PAGE EXCERPT.
┄┄┄┄┄┄┄┄┄┄┄┄┄┄┄┄┄┄┄┄
After he split up with her mum when she was 12, Ashlee and her sisters continued to spend time with him. "He could have easily walked away from me and my sisters – he didn't necessarily have a responsibility to us," she tells SBS Life.

But Chambers, from Melbourne, has grown tired of confusion about their kinship. "People ask, 'When you're talking about your dad, who do you mean?'" she says. "I want it to be clearer and official that he's my dad – I'm sick of people second-guessing our relationship."

When she floated the idea of being formally adopted, her dad was touched and they're now in the process of compiling the paperwork.

"He felt really honoured and we both shed a tear – it was a beautiful moment," she says. "It's like getting married. You know you are going to be with that person for the rest of your life, but the formalisation gives you a sense of security."

Stamp of approval

When we think of adoption, we often imagine children being taken in by altruistic couples to give them a safe home, but Australian adults themselves apply to be adopted to formalise the relationship with their step-parent or primary carer each year.

The County Court of Victoria granted seven adult adoptions in 2015 and Trudie Strathdee, adoptions clerk at Emil Ford Lawyers in Sydney, says she processed about seven adult adoption applications in the past two years.

"I was surprised at how many adult adoptions I've done," she tells SBS. "A lot of them strongly want their step-parent recorded on their birth certificate as an acknowledgement that they brought them up."

It can also be important psychologically to help them feel an official part of the family. "Often after they turn 18 and are legally adults they feel a little excluded from the family and they want to officially be part of it."

The legal process takes usually takes four to six months and involves filling out forms, seeing a counsellor to confirm both parties are satisfied with what they are consenting to and getting a police check.

Both birth parents also have to consent and two close family friends have to confirm that the applying parent, whether a foster carer or a step-parent, is a fit and proper person to be a mother or father. There are costs involved too – in NSW about $1055 for the court filing fee, $250 for the counselling plus about $4400 if you use a lawyer.
┄┄┄┄┄┄┄┄┄┄┄┄┄┄┄┄┄┄┄┄
Excerpts from segmentation records:
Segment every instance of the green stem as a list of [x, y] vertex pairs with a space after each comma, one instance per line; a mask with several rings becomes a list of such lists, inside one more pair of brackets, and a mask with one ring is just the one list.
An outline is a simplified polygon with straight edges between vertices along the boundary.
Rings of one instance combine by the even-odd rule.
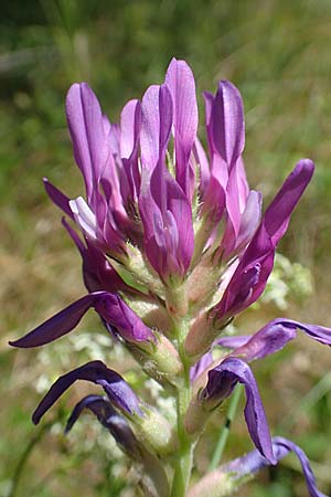
[[210, 472], [212, 472], [213, 469], [216, 469], [216, 467], [220, 465], [220, 462], [222, 459], [223, 452], [224, 452], [224, 448], [225, 448], [225, 445], [227, 442], [227, 437], [229, 434], [231, 424], [235, 417], [242, 392], [243, 392], [243, 385], [237, 384], [235, 388], [235, 391], [232, 394], [232, 398], [231, 398], [231, 401], [228, 404], [228, 411], [226, 414], [226, 419], [225, 419], [223, 429], [221, 430], [221, 435], [220, 435], [217, 445], [215, 447], [211, 464], [209, 466]]

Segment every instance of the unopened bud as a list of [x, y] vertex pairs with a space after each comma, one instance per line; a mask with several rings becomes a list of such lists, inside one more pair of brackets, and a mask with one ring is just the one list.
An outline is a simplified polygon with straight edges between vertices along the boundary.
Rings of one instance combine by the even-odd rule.
[[213, 324], [213, 319], [207, 313], [203, 313], [195, 319], [184, 343], [188, 356], [200, 358], [211, 348], [220, 332], [220, 330], [214, 328]]
[[199, 433], [204, 427], [211, 413], [206, 411], [199, 400], [199, 393], [192, 399], [184, 416], [184, 429], [189, 435]]
[[166, 455], [177, 447], [174, 432], [170, 423], [152, 408], [142, 406], [143, 415], [135, 417], [142, 442], [151, 446], [157, 454]]

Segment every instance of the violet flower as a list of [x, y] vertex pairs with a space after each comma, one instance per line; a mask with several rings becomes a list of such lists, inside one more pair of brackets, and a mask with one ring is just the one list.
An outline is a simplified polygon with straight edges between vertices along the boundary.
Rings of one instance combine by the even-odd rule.
[[34, 411], [33, 423], [38, 424], [49, 409], [77, 380], [90, 381], [103, 387], [109, 401], [122, 413], [142, 415], [138, 396], [121, 376], [108, 369], [102, 361], [90, 361], [55, 381]]
[[[300, 160], [261, 215], [261, 194], [250, 189], [245, 172], [241, 94], [222, 81], [204, 101], [206, 150], [197, 137], [194, 76], [184, 61], [173, 59], [162, 84], [147, 88], [141, 102], [129, 101], [119, 124], [109, 123], [86, 83], [70, 88], [66, 117], [85, 194], [71, 199], [49, 180], [44, 184], [70, 219], [63, 225], [81, 254], [88, 294], [10, 343], [43, 346], [71, 332], [90, 308], [97, 311], [145, 374], [172, 398], [175, 422], [143, 403], [100, 361], [60, 377], [33, 421], [39, 423], [77, 380], [102, 387], [107, 396], [84, 398], [67, 430], [84, 409], [92, 411], [139, 468], [146, 495], [186, 495], [193, 451], [209, 417], [242, 383], [257, 451], [222, 466], [222, 477], [232, 475], [236, 483], [245, 472], [293, 451], [311, 496], [322, 497], [302, 452], [284, 438], [271, 440], [247, 362], [277, 352], [297, 329], [330, 346], [331, 330], [281, 318], [252, 337], [220, 339], [264, 292], [276, 247], [314, 166]], [[215, 343], [232, 349], [216, 364]]]
[[[327, 497], [317, 488], [316, 477], [302, 448], [282, 436], [275, 436], [273, 437], [273, 450], [277, 462], [286, 457], [289, 452], [293, 452], [300, 462], [310, 497]], [[243, 476], [254, 475], [269, 464], [258, 451], [253, 451], [221, 466], [220, 472], [228, 473], [233, 479], [241, 479]]]
[[238, 358], [227, 358], [212, 369], [209, 372], [206, 387], [199, 393], [199, 401], [205, 410], [214, 409], [215, 405], [232, 394], [237, 383], [243, 383], [245, 387], [246, 406], [244, 413], [250, 437], [258, 451], [270, 464], [275, 464], [265, 410], [255, 378], [246, 362]]
[[94, 292], [71, 304], [24, 337], [10, 341], [10, 345], [31, 348], [57, 340], [57, 338], [72, 331], [92, 307], [128, 342], [150, 349], [152, 342], [156, 341], [152, 330], [118, 295], [108, 292]]

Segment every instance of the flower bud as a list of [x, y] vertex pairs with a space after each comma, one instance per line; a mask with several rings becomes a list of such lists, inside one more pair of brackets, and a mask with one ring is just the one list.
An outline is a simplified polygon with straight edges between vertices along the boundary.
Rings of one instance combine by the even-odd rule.
[[142, 416], [135, 416], [137, 435], [152, 447], [157, 454], [166, 455], [177, 447], [177, 441], [170, 423], [157, 410], [142, 406]]

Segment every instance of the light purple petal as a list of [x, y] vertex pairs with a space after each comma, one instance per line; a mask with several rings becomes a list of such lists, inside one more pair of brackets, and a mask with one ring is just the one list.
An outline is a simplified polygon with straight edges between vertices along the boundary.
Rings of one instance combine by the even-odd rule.
[[83, 172], [88, 203], [105, 169], [109, 146], [99, 103], [86, 83], [75, 83], [66, 97], [66, 117], [74, 155]]
[[236, 349], [245, 343], [247, 343], [248, 340], [253, 335], [234, 335], [233, 337], [221, 337], [215, 341], [215, 345], [220, 347], [224, 347], [225, 349]]
[[311, 160], [300, 160], [266, 210], [263, 222], [275, 246], [286, 232], [290, 215], [311, 180], [313, 169]]
[[128, 414], [142, 415], [139, 400], [128, 383], [113, 369], [108, 369], [102, 361], [90, 361], [73, 371], [60, 377], [42, 399], [32, 415], [38, 424], [42, 416], [60, 399], [60, 396], [77, 380], [86, 380], [103, 387], [110, 402]]
[[140, 131], [141, 104], [129, 101], [120, 114], [120, 157], [129, 159], [132, 155]]
[[172, 98], [166, 85], [150, 86], [141, 104], [141, 166], [152, 170], [164, 160], [172, 126]]
[[201, 145], [201, 141], [197, 137], [195, 137], [194, 146], [193, 146], [193, 154], [196, 163], [200, 168], [200, 193], [202, 200], [204, 199], [204, 192], [207, 189], [210, 177], [211, 177], [211, 168], [207, 160], [207, 157], [205, 155], [205, 151], [203, 149], [203, 146]]
[[261, 194], [252, 190], [248, 194], [245, 210], [241, 216], [239, 233], [236, 240], [236, 251], [245, 246], [254, 233], [260, 221], [261, 214]]
[[184, 61], [172, 59], [166, 84], [173, 102], [173, 127], [177, 172], [175, 179], [191, 199], [194, 171], [189, 161], [197, 129], [197, 105], [194, 76]]
[[[310, 497], [328, 497], [325, 494], [322, 494], [318, 489], [316, 477], [310, 467], [309, 459], [302, 448], [298, 447], [298, 445], [296, 445], [293, 442], [281, 436], [273, 437], [271, 442], [277, 462], [286, 457], [289, 452], [293, 452], [296, 454], [296, 456], [300, 461]], [[269, 464], [270, 463], [265, 457], [263, 457], [258, 451], [252, 451], [242, 457], [237, 457], [236, 459], [224, 464], [220, 467], [220, 472], [229, 473], [234, 479], [241, 479], [241, 477], [243, 476], [254, 475], [265, 466], [269, 466]]]
[[250, 437], [258, 451], [275, 464], [271, 438], [259, 396], [258, 388], [249, 366], [238, 358], [224, 359], [209, 372], [209, 381], [201, 393], [205, 402], [222, 402], [233, 392], [237, 383], [243, 383], [246, 392], [245, 420]]
[[94, 307], [109, 325], [118, 330], [125, 340], [132, 342], [156, 341], [152, 330], [118, 295], [104, 292], [96, 296]]
[[238, 89], [221, 81], [211, 113], [213, 144], [231, 170], [245, 146], [243, 101]]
┄┄┄┄┄┄┄┄┄┄┄┄┄┄┄┄┄┄┄┄
WORK TO COMPLETE.
• a. Duplicate the passage of the adult adoption article from "When she floated" up to and including "carer each year.".
• b. Finish out the next part of the adult adoption article, picking up after its last sentence.

EXERCISE ANSWERS.
• a.
When she floated the idea of being formally adopted, her dad was touched and they're now in the process of compiling the paperwork.

"He felt really honoured and we both shed a tear – it was a beautiful moment," she says. "It's like getting married. You know you are going to be with that person for the rest of your life, but the formalisation gives you a sense of security."

Stamp of approval

When we think of adoption, we often imagine children being taken in by altruistic couples to give them a safe home, but Australian adults themselves apply to be adopted to formalise the relationship with their step-parent or primary carer each year.

• b.
"When we are together, people just presume that we are mother and daughter."

Shurlee Swain, Australian Catholic University Professor of Humanities, says we've almost come full circle to how adoptions were originally conceived.

"In Rome and Greece and in the East, it was all about getting an heir," she tells SBS. "If you didn't have the blood relationship, you had to create a relationship in law. It was actually used to solidify power or money and hold it within families."

Even today, adoption can simplify inheritances but Strathdee says that in her years dealing with adult adoption cases, money has never been the driving force.

Dr Susan Green, consultant psychologist and trainer for VANISH (Victorian Adoption Network for Information and Self Help), says some people may be better waiting until they reach 18 to be adopted.

"With the adoption of children from care, I personally have a position that the child isn't consenting to that," she says. "It might be better that they were under permanent care so that the parents have full legal means, and when they reach 18 they can then decide to be legally adopted by the family."

The waiting game

Of course, you don't have to formally adopt somebody for them to be like a child to you. Melbourne woman Joanne Mravljak specifically chose not to adopt her 26-year-old foster daughter Nicole, who she raised since she was six, because her birth parents were still alive.

"Her mum is still around and I have to respect the fact she is her natural mother," Mravljak tells SBS.

Throughout childhood, Mravljak says she also thought it was important for Nicole to have access to a social worker to offer her another level of support – something she would have lost if she had been formally adopted.

"We always explained to Nicole that it was not that we didn't want to adopt her, but it was the best-case scenario to have the department involved for financial reasons and emotional support," she says.

But that doesn't mean that Mravljak and her husband see her any differently. "My husband walked her down the aisle at her wedding," she says. "When we are together, people just presume that we are mother and daughter."

Nicole also tells SBS Life that she's happy to keep things as they are. "I call her mum and I'm happy with how it is," she says.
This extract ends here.